What is needed
Provide the entries once more, identical in every word.
==== Records for the exercise ====
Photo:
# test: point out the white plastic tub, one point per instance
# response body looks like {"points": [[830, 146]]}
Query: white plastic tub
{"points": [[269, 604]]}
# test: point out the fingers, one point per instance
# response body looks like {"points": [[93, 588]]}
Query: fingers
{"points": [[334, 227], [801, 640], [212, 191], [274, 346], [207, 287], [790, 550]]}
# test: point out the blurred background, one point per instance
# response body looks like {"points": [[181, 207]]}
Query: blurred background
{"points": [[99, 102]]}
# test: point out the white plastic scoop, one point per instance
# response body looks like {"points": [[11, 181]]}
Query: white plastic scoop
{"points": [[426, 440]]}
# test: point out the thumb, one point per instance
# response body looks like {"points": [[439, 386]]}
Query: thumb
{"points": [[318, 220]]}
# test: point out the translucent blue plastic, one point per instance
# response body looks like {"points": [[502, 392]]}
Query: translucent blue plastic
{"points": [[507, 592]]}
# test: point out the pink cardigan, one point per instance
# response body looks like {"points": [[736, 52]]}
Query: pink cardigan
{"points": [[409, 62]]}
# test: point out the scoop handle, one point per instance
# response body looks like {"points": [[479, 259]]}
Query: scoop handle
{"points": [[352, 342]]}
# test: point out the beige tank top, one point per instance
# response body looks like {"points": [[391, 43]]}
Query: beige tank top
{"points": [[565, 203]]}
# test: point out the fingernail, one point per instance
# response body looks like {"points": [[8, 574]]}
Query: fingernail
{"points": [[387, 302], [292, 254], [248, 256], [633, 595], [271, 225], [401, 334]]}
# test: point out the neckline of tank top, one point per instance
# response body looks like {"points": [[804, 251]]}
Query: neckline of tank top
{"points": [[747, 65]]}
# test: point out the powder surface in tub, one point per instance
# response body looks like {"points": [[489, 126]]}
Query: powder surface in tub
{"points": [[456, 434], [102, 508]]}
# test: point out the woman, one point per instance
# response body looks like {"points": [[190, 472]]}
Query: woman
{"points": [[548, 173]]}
====
Written reply
Photo:
# test: point out the white plastic tub, one point per instance
# response body looks like {"points": [[830, 146]]}
Query: white plastic tub
{"points": [[269, 604]]}
# test: point out the fingers, one point per instance
# response body looks like {"points": [[93, 588]]}
Query: fingers
{"points": [[334, 227], [801, 640], [212, 191], [274, 346], [207, 287], [790, 550]]}
# test: point out the blurred background, one point per instance
# response body looks like {"points": [[181, 207]]}
Query: blurred background
{"points": [[99, 102]]}
# test: point out the white plastic scoop, one point per instance
# response body looks like {"points": [[11, 181]]}
Query: white plastic scoop
{"points": [[426, 440]]}
# test: point out the thumb, one point per instance
# response body looks like {"points": [[439, 386]]}
Query: thumb
{"points": [[318, 220]]}
# test: point out the translucent blue plastic, one point per instance
# response body looks like {"points": [[502, 392]]}
Query: translucent blue plastic
{"points": [[507, 592]]}
# test: point out the pink cardigan, one point per instance
# response body looks like {"points": [[736, 52]]}
Query: pink cardigan
{"points": [[409, 62]]}
# test: point out the scoop handle, one point per instance
# response body looks like {"points": [[479, 259]]}
Query: scoop handle
{"points": [[352, 342]]}
# test: point out the beige tank top, one point per instance
# response body looks like {"points": [[391, 43]]}
Query: beige tank top
{"points": [[565, 203]]}
# test: point out the fingernail, one point per instance
# response body looks like {"points": [[8, 574]]}
Query: fingernail
{"points": [[387, 302], [292, 254], [248, 256], [633, 595], [271, 225], [401, 334]]}
# test: point out the neckline of tank top, one point per instance
# response body looks like {"points": [[804, 251]]}
Query: neckline of tank top
{"points": [[747, 65]]}
# test: point out the powder surface in tub, one point per instance
# response body looks like {"points": [[489, 126]]}
Query: powder surface in tub
{"points": [[456, 434], [102, 508]]}
# test: point out the woman, one point per instance
# response body looks like {"points": [[190, 472]]}
Query: woman
{"points": [[548, 173]]}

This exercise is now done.